Task objective >>
Your task is to transcribe the records exactly, skipping every image.

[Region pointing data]
━━━
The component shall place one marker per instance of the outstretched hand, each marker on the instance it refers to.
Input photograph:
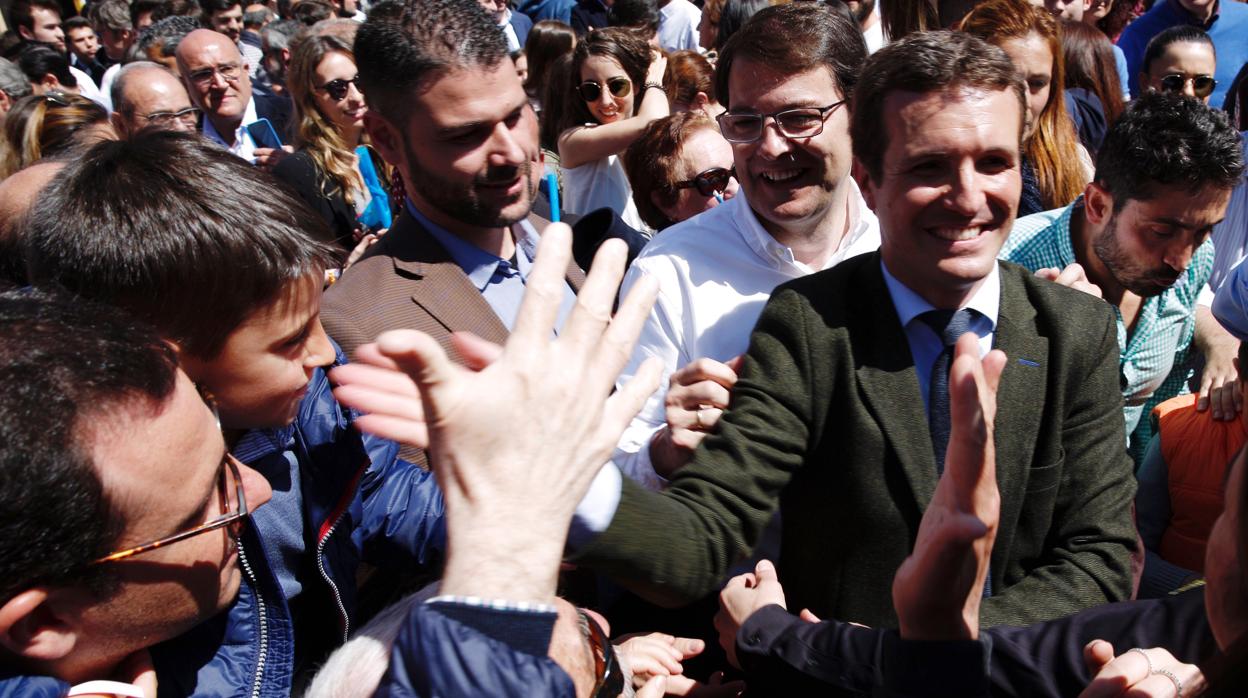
(937, 589)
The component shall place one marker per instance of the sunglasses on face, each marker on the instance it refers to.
(1202, 85)
(590, 91)
(337, 89)
(709, 182)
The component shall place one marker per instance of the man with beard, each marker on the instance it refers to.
(448, 110)
(1141, 234)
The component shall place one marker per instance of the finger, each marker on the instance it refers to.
(597, 297)
(543, 291)
(403, 431)
(375, 377)
(474, 351)
(421, 357)
(654, 688)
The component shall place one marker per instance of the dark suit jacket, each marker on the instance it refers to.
(785, 656)
(826, 423)
(408, 281)
(521, 24)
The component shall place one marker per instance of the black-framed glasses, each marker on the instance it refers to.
(608, 677)
(592, 91)
(1202, 85)
(804, 122)
(190, 116)
(709, 182)
(229, 71)
(337, 89)
(234, 510)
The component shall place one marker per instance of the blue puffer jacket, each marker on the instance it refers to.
(358, 501)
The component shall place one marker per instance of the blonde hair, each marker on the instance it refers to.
(1052, 147)
(313, 131)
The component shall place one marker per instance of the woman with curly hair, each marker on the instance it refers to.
(333, 169)
(1055, 166)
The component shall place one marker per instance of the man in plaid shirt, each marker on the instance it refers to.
(1140, 237)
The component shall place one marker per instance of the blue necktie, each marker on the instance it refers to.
(949, 325)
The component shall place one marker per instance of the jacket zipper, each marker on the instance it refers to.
(263, 623)
(320, 565)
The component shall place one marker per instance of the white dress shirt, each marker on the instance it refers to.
(715, 272)
(242, 144)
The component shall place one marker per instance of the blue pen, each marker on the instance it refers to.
(552, 182)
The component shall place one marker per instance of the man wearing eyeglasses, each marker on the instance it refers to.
(798, 211)
(217, 81)
(122, 506)
(146, 95)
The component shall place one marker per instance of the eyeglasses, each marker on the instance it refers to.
(337, 89)
(793, 122)
(709, 182)
(618, 86)
(229, 71)
(1202, 85)
(608, 677)
(190, 116)
(234, 510)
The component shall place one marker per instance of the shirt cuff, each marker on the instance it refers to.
(597, 508)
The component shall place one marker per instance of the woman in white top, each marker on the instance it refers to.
(615, 90)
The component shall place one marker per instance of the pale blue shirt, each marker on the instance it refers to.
(499, 281)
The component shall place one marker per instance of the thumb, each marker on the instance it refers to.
(765, 572)
(419, 356)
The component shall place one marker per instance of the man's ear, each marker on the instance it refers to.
(1097, 205)
(864, 180)
(31, 626)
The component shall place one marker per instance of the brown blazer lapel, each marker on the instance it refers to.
(442, 289)
(890, 387)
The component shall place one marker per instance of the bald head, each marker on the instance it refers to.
(145, 94)
(215, 78)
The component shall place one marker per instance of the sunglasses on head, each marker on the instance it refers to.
(337, 89)
(590, 91)
(1202, 85)
(709, 182)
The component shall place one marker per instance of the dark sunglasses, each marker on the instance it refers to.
(1202, 85)
(337, 89)
(618, 86)
(709, 182)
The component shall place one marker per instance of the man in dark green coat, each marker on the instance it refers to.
(840, 418)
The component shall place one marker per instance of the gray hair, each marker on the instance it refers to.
(13, 81)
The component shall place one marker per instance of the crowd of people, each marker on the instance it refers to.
(624, 347)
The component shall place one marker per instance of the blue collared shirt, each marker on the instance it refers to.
(925, 344)
(499, 281)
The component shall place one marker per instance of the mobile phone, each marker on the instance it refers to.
(262, 134)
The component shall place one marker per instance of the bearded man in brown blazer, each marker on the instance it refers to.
(456, 122)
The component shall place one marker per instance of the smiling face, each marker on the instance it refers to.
(703, 150)
(790, 184)
(607, 108)
(1035, 63)
(261, 375)
(1189, 60)
(348, 113)
(1148, 244)
(949, 189)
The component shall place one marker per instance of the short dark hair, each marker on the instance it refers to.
(1179, 34)
(428, 39)
(925, 61)
(794, 39)
(166, 33)
(23, 15)
(177, 231)
(1168, 140)
(637, 14)
(64, 362)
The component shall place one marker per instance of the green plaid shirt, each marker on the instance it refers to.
(1152, 361)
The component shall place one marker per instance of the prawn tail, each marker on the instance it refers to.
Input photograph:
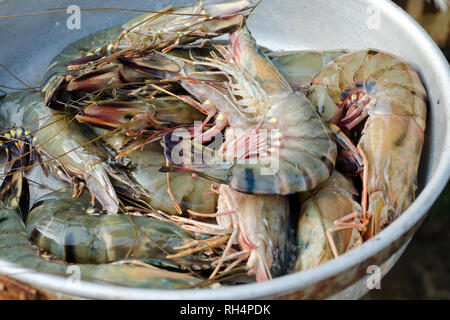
━━━
Response >>
The component shall place one marker per instance of the outstretched hand, each marker on the instance it refers to.
Input photograph:
(937, 589)
The component shall place one marker per instance of the sunglasses on face, each marker on the instance it refers to.
(1202, 85)
(590, 91)
(337, 89)
(709, 182)
The component shall place one marker per instance of the man with beard, each marker on the instance it refers to.
(448, 110)
(1141, 234)
The component shall place one marker per instance of the finger, each marker on the instance it refers to.
(597, 297)
(543, 291)
(403, 431)
(375, 377)
(474, 351)
(421, 357)
(654, 688)
The component shall place one marker per instance of the dark suit jacket, each marker on the instance it refers to.
(785, 656)
(826, 423)
(408, 281)
(521, 24)
The component shall place one marker per instance of the black-framed glasses, each marker on the instance it refers to.
(608, 677)
(592, 91)
(1202, 85)
(804, 122)
(190, 116)
(709, 182)
(229, 71)
(337, 89)
(234, 510)
The component shall place one marker per instance of the blue puffer jacket, each marker on the instance it refers to.
(358, 501)
The component shall place one marker per instance of the blonde hair, each marker on the instance it refers to.
(1052, 147)
(313, 131)
The component shall place one marker per instance of the woman with curly hair, each marker on the instance it refers to.
(333, 169)
(1055, 166)
The component shall place one marker per instance of the man in plaid shirt, each marker on the instance it refers to.
(1140, 237)
The component shall place one marker per instance of the blue necktie, each marker on the instance it refers to.
(949, 325)
The component shall place one marker per instance of the jacket zipper, each marker on the instance it refers to.
(263, 623)
(320, 565)
The component shall place one marker per instance of the white dress shirt, each marker on the instance it refers to.
(715, 272)
(242, 144)
The component shall place one marker per instance of the blue pen, each marker on the instance it refers to.
(552, 182)
The component shall place one marker per instance of the man wearing eyeglasses, each marker on the instance it refers to.
(798, 211)
(217, 81)
(122, 506)
(146, 95)
The component shall place one marker per instance of the eyeglasses, each marker on the instance it refers to.
(337, 89)
(793, 122)
(709, 182)
(618, 86)
(229, 71)
(1202, 85)
(608, 677)
(190, 116)
(234, 510)
The component shall place one marker per instance of the shirt cuff, each marker on the instance it refers to.
(597, 508)
The component shall place one marker per instance of the woman in white top, each marker on the instance it refers to.
(615, 90)
The component shall place one marker per instance of the pale blue shirt, each marker on the instance it refers to.
(499, 281)
The component shall place one marker per instance of the thumb, each marker on the instance it refers to.
(765, 572)
(419, 356)
The component shall place one marker per instance of the man's ear, each marker on the instance it refers to.
(1097, 205)
(864, 180)
(31, 626)
The component shall place one marker per instance of the brown blazer lapel, each marker on the instance it refers to.
(442, 289)
(890, 387)
The component shall place one marker per instance of the bald head, each marker on the instance it refers to.
(145, 94)
(215, 78)
The component shall place one marker per instance of the sunglasses on head, each marker on the instance it refers to.
(337, 89)
(590, 91)
(1202, 85)
(709, 182)
The component shall place one marker per instance of the dark sunglasses, each marker on the instance it refers to.
(1202, 85)
(337, 89)
(618, 86)
(709, 182)
The component shall place one marker per instance of the man in dark green coat, each marker on the instance it refers to.
(840, 418)
The component shall place one marker per instance of the gray hair, each marker on the instance it refers to.
(13, 81)
The component shall place one marker per instance of the crowd of people, each marker on the instance it refers to.
(624, 347)
The component shall place one marker per instance of the blue collared shirt, each marker on the instance it refers to.
(925, 344)
(499, 281)
The component shall place one marker per instance of the mobile phone, each marker on the instance it refers to.
(262, 134)
The component shall place one marker per instance of the bearded man in brown blazer, each marker on the instance it refers to.
(456, 122)
The component shall place one marker per instance of the smiling face, each marker on the instance it refers to.
(703, 150)
(790, 184)
(607, 108)
(1035, 63)
(261, 375)
(1189, 60)
(348, 113)
(1148, 244)
(949, 189)
The component shall place one marker per instance of the short dark hair, each marker on the instance it refers to.
(1179, 34)
(428, 39)
(925, 61)
(794, 39)
(166, 33)
(23, 15)
(177, 231)
(1168, 140)
(637, 14)
(64, 362)
The component shall place one marker per instance of the green plaid shirt, each marker on the instance it refers to.
(1152, 361)
The component shall place one marker per instance of the prawn tail, each marker on the instance it refers to.
Input photograph:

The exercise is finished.